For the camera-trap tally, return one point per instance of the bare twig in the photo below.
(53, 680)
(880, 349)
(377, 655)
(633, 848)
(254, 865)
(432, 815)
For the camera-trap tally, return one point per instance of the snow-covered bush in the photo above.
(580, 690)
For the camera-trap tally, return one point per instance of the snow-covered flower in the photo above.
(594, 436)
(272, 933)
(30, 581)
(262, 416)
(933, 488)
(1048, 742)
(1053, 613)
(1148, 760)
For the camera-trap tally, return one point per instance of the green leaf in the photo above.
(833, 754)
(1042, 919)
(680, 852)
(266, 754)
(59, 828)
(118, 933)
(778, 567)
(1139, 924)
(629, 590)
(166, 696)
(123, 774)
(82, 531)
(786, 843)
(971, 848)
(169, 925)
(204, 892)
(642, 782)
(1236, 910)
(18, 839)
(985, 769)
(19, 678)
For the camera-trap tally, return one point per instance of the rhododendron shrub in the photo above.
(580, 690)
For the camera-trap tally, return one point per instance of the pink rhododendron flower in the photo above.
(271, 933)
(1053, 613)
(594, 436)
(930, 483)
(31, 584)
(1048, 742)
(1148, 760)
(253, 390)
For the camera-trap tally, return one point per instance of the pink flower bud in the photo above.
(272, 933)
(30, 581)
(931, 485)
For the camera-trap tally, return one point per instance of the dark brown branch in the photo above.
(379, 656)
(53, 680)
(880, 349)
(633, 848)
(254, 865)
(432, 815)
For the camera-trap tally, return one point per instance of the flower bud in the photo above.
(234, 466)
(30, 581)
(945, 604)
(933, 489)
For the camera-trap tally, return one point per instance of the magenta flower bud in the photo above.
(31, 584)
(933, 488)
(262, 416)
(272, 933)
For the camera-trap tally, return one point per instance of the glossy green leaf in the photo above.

◆ ◆ ◆ ◆ ◆

What you need to do – Copy every one of the entries above word for word, keeping the lines in the same order.

Completed task –
For the camera-trap tally, return one point per instance of the bare twig in the photo below.
(53, 680)
(880, 349)
(377, 655)
(633, 848)
(254, 865)
(432, 815)
For the camera-trap tally, return one point per instance of the snow-covered bush in the photo above.
(580, 690)
For the camera-trap tally, return one point per instance of the snow-covered flower in the photo above.
(594, 436)
(272, 933)
(30, 581)
(262, 416)
(933, 488)
(1048, 742)
(1053, 613)
(1148, 760)
For the camera-trap tally, return one point per instance of the green leaf in the photo above.
(833, 754)
(1042, 919)
(680, 852)
(266, 754)
(59, 828)
(118, 933)
(778, 567)
(1139, 924)
(629, 590)
(166, 696)
(123, 774)
(82, 531)
(786, 843)
(971, 848)
(169, 925)
(204, 892)
(642, 782)
(1236, 910)
(18, 839)
(985, 769)
(19, 678)
For the camera-trap tally, return one point per instance of the rhododendron shrub in the photo above.
(580, 690)
For the camera-trap tally, return one point per instance of the pink rhododendron flower in the photo above.
(271, 933)
(1053, 613)
(594, 436)
(930, 483)
(31, 584)
(1048, 742)
(1148, 760)
(253, 390)
For the camera-trap tally, return one point per instance of the pink flower bud in the photo above.
(272, 933)
(30, 581)
(931, 485)
For the camera-trap tally, return one point per instance of the dark brown branch in the photo above.
(379, 656)
(53, 680)
(880, 349)
(633, 848)
(254, 865)
(432, 815)
For the camera-trap tally, return one point per instance of the flower bud in the photo above.
(234, 466)
(30, 581)
(945, 604)
(933, 489)
For the camera-trap tally, return one point per instance of the magenta flower bud in the photo above.
(31, 584)
(933, 488)
(262, 416)
(272, 933)
For the camera-trap tally, return one point per instance of the glossy green leaf in the photo above.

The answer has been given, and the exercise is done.